> **Exercice proposé 1**: Résumez le document en deux phrases.
> **Exercice proposé 2**: Dans le document, recopiez le passage qui commence par « La première firme » et se poursuit jusqu'à « l'Hôtel-Dieu de Québec. », en remplaçant « agrandissement » par « expansion ».

> **Document**:
============
Stabilisation plutôt que reprise

Au-delà des restructurations réalisées au sein des firmes, le lancement de grands chantiers, comme ceux du nouveau pont Champlain et de l'échangeur Turcot au Québec, a contribué à insuffler de l'oxygène à l'industrie. L'annonce d'un plan d'investissement de 120 milliards de dollars dans les infrastructures par le gouvernement Trudeau offre également des perspectives prometteuses aux firmes du secteur. «Après deux ou trois ans de ralentissement, le marché a débloqué dans le domaine des routes et des ponts, témoigne Alex Brisson. On a déjà plusieurs mandats. On participe notamment à la transformation de la route 185 en autoroute, près de Rivière-du-Loup.»

SNC-Lavalin confirme la tendance. «Après des années de sous-investissement, beaucoup d'argent est dépensé dans les infrastructures au Canada et dans le monde. Une étude du cabinet McKinsey & Company prévoit que les investissements dans les infrastructures dans le monde augmenteront de 109 % entre 2012 et 2030, pour atteindre 13 milliards de dollars américains. C'est un beau défi pour nous», indique Marc Rivard, vice-président directeur, ingénierie des infrastructures, de SNC-Lavalin.

«Les mauvaises années sont derrière nous», avance-t-il.

La première firme au classement des grands de l'ingénierie de Les Affaires réalise actuellement «de 4 000 à 5 000 projets par an au Québec». Elle est notamment engagée dans le chantier du pont Champlain, les travaux d'agrandissement de l'hôpital Sainte-Justine, qui viennent de se terminer, et ceux de l'hôpital de l'Enfant-Jésus et de l'Hôtel-Dieu de Québec.

Toutefois, André Rainville, le président de l'Association des firmes de génie-conseil du Québec (AFG), hésite à parler de véritable reprise : «Il est plus juste de parler de stabilisation. À l'horizon, on voit poindre une éventuelle reprise des investissements publics et privés. On peut donc penser de façon réaliste qu'on assistera à une relance de l'activité dans les prochaines années, grâce entre autres à l'obligation d'entretenir les actifs municipaux et gouvernementaux (conduites d'eau, routes, ponts, etc.).»
============
> **Extrait des données**:
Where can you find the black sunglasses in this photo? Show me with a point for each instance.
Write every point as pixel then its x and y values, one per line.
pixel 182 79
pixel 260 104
============
> **Résultat attendu 1**: De grands chantiers comme le nouveau pont Champlain et l'échangeur Turcot, ainsi qu'un plan de 120 milliards de dollars dans les infrastructures annoncé par le gouvernement Trudeau, redonnent de l'élan aux firmes d'ingénierie, et un dirigeant de SNC-Lavalin estime que les mauvaises années sont passées. André Rainville, président de l'AFG, préfère toutefois parler de stabilisation plutôt que de véritable reprise, tout en jugeant réaliste une relance de l'activité dans les prochaines années.

> **Résultat attendu 2**:
La première firme au classement des grands de l'ingénierie de Les Affaires réalise actuellement «de 4 000 à 5 000 projets par an au Québec». Elle est notamment engagée dans le chantier du pont Champlain, les travaux d'expansion de l'hôpital Sainte-Justine, qui viennent de se terminer, et ceux de l'hôpital de l'Enfant-Jésus et de l'Hôtel-Dieu de Québec.